● **Given text**
################

The nature of communication has fundamentally changed. We are now grounded in the networked textual and image world in which we can instantly and globally communicate. Thus we don't simply draw information from the web; we actively participate in and contribute via blogs, social media platforms, and "comments" sections of online articles. It is thus essential composition teachers train students to be participatory in a world that has radically redefined what expertise means. To compose successfully in the twenty-first century, one must excel at verbal and written expression and at the use and manipulation of images.

One of the more promising approaches to building expertise is through collaborative composing. To promote collaborative composing in this global context, educators have to work closely with students through direct instruction to engage the theory of composition and guided application of practice using digital tools. Educators also need to be guided by identifying barriers that can affect how students interact and collaboratively compose with peers from other nations and cultures. Such barriers are numerous, but I focus on two:

• cultural differences

• linguistic differences including communication expectations, patterns, practices, and the language of interaction


Granted, addressing cultural and linguistic barriers veers into intercultural communication. However, one of the ways rhetoric examines the available means of persuasion is through assessing the role of social practices in meaning making. Because this essay focuses on composing collaboratively for textual production, examining the sociocultural aspects that shape meaning is important. As such, educators and students will need a "repertoire of complex and interrelated skills" (Cook, 2002, p. 7) and multiliteracies pertinent to the twentyfirst century — in short, a hybrid of literacies (Cook, 2002, p. 7; Selber, 2004). For this author, the literacies most applicable to collaborative global composing are

• digital literacies — to collaboratively compose; instantaneous and wide access; direct reach

• rhetorical literacies — to address specific audiences, purposes, and medium of delivery

• cultural/social literacies — to negotiate meaning by learning local communication patterns


To develop these literacies learners need to develop a cosmopolitan and global perspective necessary to look beyond their own communities. The concept of cosmopolitanism, understood here as an embodiment of cultural identity formation and promoting global citizenship through transnational communication (Appiah, 2006; Hull, Stornaiuolo, & Sahni, 2010, p. 331), can help bridge cultural communication differences among students.

################

● **Listed entries**
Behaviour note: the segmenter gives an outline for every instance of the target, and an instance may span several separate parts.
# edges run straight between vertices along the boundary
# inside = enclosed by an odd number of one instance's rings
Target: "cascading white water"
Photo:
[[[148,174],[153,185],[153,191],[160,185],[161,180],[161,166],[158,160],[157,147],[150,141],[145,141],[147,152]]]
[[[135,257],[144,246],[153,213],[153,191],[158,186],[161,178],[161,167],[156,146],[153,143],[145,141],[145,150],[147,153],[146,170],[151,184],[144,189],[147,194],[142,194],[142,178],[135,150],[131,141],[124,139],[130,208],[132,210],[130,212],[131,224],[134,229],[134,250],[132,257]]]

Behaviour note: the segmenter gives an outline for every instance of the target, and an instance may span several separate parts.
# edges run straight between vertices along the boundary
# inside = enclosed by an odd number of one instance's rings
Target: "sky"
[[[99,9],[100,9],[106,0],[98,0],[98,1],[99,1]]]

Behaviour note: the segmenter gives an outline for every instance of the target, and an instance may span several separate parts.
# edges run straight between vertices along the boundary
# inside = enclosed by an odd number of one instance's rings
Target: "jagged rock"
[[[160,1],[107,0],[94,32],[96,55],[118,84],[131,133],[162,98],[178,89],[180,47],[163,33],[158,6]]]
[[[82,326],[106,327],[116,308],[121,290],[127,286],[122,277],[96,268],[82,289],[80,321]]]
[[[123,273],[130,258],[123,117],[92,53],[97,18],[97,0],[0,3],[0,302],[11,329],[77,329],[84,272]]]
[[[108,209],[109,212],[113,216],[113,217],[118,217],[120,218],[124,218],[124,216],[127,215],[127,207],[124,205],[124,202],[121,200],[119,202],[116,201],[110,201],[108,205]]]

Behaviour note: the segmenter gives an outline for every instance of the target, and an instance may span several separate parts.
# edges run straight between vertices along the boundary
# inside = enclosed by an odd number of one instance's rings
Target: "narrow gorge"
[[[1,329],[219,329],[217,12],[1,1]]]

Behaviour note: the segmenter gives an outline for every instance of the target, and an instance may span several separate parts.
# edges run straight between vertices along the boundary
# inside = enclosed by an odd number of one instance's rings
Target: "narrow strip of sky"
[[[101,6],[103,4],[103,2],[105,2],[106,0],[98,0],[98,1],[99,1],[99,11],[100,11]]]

################

● **Stated goal**
Please copy the passage on collaborative composing word for word, beginning at the words "The nature of" and stopping after "manipulation of images.". Work only from the passage on collaborative composing, not the data.

● **Exercise result**
The nature of communication has fundamentally changed. We are now grounded in the networked textual and image world in which we can instantly and globally communicate. Thus we don't simply draw information from the web; we actively participate in and contribute via blogs, social media platforms, and "comments" sections of online articles. It is thus essential composition teachers train students to be participatory in a world that has radically redefined what expertise means. To compose successfully in the twenty-first century, one must excel at verbal and written expression and at the use and manipulation of images.